Sunday 17 February 2019

17 February: Bread

In Ancient Rome on this date they celebrated the Fornacalia, or Feast of the Ovens, a festival of Fornax, the goddess of bread-making. Here are some things you might not know about bread.

Bread
  1. Humans have been making bread for at least 14,500 years. Evidence of people making bread that far back has been found in Jordan. The ancient Egyptians used bread as money and even put it in tombs for people to take with them to the afterlife. In Greece in 2500 B.C. there were 80 different types of bread, and bread making machines have been around since a first century Roman slave came up with the idea of a mechanism for kneading dough, powered by a Donkey walking in circles.
  2. Bread is probably the most widely eaten food on Earth, with no known race or culture that doesn't eat it as a staple food. It has even been eaten on the Moon. It has contributed many common sayings to the English language, such as the person providing for a family being known as the "bread-winner". Money itself is often referred to as "bread" or "dough". The English word "lord" comes from the Anglo-Saxon hlāfweard, meaning "bread keeper."
  3. Which brings us to "the best thing since sliced bread". Sliced bread was invented in 1928 by a man named Otto Rohwedder in America. At first, people were skeptical - surely sliced bread would go off more quickly? But by 1933 80% of all bread sold in the US was sliced and wrapped. This may have been due to an extensive advertising campaign selling sliced bread as “the greatest forward step in the baking industry since bread was wrapped”. So the answer to the question, what is sliced bread the best thing since? is "bagged bread".
  4. Bread is mentioned 360 times in the Bible - 280 times in the Old Testament and 80 times in the New Testament.
  5. 99% of households in Britain buy bread. About 12 million loaves are sold each day, and about 76% of those are white. Men eat more bread than women do. In the UK, men eat about 113 grams (4oz) of bread a day and women 76 grams (2.7oz).
  6. Perhaps the 1% who don't buy bread are concerned about eating carbohydrates and think bread is bad for you (or perhaps they just make their own). However, bread is actually quite nutritious and provides a lot of the nutrients we need. Bread contains protein, thiamine, niacin, folate, IronZincCopper, magnesium, fibre, calcium and manganese. What's more, a study by the Applied Physiology, Nutrition and Metabolism journal showed that people who ate more bread were actually less likely to be obese than those who didn't.
+--
To do ▸
1) In the bread facts piece, rewrite everything from "In Ancient Rome on this" down to "know about bread.", swapping "Feast of the Ovens" for "Festival of the Ovens".
2) According to the bread facts piece, why is "bagged bread" the answer to what sliced bread is the best thing since? Explain in one to three sentences.
3) Carry on the bread facts piece from its last sentence.
The data that comes next is separate material, unrelated to the bread facts piece.
+--
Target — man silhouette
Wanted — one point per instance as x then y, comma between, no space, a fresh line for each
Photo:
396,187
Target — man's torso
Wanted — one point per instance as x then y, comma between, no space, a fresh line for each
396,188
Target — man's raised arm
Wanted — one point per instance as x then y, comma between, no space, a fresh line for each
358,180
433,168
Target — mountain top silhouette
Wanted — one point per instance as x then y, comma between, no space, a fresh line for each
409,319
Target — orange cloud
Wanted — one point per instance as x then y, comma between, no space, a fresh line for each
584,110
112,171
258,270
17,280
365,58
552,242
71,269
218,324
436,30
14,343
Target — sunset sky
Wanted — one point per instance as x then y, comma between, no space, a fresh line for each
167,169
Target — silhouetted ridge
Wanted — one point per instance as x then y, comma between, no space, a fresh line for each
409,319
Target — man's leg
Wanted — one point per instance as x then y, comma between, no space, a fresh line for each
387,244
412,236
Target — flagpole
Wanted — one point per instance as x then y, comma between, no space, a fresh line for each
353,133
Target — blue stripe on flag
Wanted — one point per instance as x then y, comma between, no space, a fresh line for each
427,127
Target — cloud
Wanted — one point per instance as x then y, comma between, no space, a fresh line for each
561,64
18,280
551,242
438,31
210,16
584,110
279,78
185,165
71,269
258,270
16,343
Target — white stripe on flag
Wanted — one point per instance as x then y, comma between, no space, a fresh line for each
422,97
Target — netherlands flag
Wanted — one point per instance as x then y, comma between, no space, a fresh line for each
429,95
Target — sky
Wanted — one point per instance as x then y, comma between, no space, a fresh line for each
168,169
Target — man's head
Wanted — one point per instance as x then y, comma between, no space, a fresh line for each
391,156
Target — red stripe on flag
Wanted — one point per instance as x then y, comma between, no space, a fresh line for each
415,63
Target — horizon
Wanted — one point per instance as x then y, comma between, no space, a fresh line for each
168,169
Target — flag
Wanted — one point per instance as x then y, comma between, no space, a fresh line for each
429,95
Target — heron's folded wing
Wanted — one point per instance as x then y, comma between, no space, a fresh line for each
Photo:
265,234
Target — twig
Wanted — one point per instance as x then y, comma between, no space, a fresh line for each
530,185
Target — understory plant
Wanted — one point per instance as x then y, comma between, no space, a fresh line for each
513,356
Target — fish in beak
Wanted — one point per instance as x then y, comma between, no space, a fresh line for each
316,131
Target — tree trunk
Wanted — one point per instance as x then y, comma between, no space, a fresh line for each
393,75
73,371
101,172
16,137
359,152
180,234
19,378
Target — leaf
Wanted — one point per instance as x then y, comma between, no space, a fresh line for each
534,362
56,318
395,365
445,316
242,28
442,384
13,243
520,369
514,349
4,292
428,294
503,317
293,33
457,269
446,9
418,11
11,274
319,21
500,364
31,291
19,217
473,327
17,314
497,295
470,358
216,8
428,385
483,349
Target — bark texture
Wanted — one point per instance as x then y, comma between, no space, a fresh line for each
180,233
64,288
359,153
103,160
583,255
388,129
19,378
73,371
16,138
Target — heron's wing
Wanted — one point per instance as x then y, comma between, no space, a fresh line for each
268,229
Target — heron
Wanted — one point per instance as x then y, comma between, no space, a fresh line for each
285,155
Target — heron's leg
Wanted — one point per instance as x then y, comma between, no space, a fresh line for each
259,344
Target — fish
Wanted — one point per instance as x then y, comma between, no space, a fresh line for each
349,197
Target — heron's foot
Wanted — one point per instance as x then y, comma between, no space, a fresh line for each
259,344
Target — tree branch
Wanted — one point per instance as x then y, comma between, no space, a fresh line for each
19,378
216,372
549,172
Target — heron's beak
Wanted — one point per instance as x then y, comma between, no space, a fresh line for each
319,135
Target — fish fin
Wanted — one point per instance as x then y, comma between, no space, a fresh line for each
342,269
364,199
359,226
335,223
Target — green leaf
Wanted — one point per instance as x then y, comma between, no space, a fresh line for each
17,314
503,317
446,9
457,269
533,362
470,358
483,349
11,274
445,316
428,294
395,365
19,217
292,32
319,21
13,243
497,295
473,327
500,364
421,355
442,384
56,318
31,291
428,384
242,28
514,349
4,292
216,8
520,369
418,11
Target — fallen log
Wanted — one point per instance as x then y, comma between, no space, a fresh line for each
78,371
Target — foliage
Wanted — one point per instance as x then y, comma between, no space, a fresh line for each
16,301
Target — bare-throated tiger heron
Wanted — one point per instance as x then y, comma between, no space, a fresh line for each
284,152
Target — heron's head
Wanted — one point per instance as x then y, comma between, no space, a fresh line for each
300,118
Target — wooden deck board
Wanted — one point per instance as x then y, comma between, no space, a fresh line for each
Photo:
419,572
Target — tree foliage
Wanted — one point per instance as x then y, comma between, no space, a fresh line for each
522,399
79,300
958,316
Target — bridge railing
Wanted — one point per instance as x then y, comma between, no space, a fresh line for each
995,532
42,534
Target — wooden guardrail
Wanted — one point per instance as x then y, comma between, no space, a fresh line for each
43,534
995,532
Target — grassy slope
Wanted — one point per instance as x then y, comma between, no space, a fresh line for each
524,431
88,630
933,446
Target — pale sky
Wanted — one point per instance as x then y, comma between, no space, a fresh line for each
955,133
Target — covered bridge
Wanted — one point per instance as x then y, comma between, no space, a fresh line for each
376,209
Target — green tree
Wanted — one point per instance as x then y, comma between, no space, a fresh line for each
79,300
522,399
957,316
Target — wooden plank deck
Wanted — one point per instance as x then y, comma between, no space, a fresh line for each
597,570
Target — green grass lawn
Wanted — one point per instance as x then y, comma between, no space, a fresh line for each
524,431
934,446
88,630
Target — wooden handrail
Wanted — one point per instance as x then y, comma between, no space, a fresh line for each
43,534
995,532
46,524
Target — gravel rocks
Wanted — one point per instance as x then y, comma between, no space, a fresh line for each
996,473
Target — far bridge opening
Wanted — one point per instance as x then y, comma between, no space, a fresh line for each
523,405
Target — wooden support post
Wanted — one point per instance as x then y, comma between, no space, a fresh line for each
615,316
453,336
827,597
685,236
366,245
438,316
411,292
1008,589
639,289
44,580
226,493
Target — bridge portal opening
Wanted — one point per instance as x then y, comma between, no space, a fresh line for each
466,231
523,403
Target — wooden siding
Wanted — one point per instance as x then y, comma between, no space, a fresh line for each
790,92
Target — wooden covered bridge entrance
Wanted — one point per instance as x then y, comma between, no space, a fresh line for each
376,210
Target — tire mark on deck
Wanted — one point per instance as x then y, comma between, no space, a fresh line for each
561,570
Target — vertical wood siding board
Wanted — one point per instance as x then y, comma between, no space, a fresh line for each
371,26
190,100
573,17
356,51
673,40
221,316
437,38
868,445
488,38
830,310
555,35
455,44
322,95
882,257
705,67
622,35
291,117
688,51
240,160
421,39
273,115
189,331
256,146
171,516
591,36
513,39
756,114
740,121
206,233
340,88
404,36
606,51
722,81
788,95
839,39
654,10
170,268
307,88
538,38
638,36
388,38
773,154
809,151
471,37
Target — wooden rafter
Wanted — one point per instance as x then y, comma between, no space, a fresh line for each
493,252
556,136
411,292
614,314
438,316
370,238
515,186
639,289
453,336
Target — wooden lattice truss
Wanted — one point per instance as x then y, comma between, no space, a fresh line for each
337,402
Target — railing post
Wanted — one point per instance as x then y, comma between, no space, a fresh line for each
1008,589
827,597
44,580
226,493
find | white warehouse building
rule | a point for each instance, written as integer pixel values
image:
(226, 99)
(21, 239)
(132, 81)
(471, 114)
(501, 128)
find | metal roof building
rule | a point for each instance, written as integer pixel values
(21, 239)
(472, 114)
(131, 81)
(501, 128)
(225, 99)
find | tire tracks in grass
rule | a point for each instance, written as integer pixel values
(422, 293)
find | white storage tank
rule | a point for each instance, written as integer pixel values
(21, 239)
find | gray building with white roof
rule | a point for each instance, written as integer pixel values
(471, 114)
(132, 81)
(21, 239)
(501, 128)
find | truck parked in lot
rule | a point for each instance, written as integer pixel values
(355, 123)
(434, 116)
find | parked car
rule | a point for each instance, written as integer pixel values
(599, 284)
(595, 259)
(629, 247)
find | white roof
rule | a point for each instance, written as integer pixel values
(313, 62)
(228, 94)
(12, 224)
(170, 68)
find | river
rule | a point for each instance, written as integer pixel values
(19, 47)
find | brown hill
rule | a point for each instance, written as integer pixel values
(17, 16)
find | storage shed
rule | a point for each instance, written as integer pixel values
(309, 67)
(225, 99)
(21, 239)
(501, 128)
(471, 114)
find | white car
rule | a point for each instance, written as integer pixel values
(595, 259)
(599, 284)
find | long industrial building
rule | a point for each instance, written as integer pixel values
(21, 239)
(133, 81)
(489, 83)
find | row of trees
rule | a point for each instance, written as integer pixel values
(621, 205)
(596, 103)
+--
Answers for each item ▸
1)
In Ancient Rome on this date they celebrated the Fornacalia, or Festival of the Ovens, a festival of Fornax, the goddess of bread-making. Here are some things you might not know about bread.

2) An extensive advertising campaign sold sliced bread as "the greatest forward step in the baking industry since bread was wrapped." Sliced bread was therefore promoted as the best thing since wrapped, or "bagged," bread.

3)
  7. In olden times, the darker in colour your bread was the lower status you were. White flour was not only more expensive but harder to mix with other substances to make it cheaper. Today, darker bread is more expensive and more popular with richer people than white bread. In the 1600s, bread was cooked in stone ovens which meant the bottom of the loaf could be covered in soot and ash, so wealthy people would cut the bottom of the loaf and just eat the top - hence the expression "upper crust".
  8. 32% of the bread bought in the UK ends up in the bin. People in the south east of England throw away more bread than any other part of the country while people in the north east throw away the least. Historically there have been other uses for bread besides eating it. In ancient Egypt, rather than throw mouldy bread away, they used it as a treatment for infected burn wounds. Soft breadcrumbs can be used as a pencil eraser, and it can also be used to clean delicate works of art such as the ceiling of the Sistine Chapel.
  9. According to superstition it is bad luck to turn a loaf of bread upside down or cut an unbaked loaf. Other bread related folklore says that whoever eats the last piece of bread has to kiss the cook; and in Scandinavia it is said that if a boy and girl eat from the same loaf, they are bound to fall in love.
  10. The largest loaf of bread ever (at time of writing) weighed 1,571 kg (3,463.46 lb). It was made by Joaquim Gonçalves in Brazil in November 2008.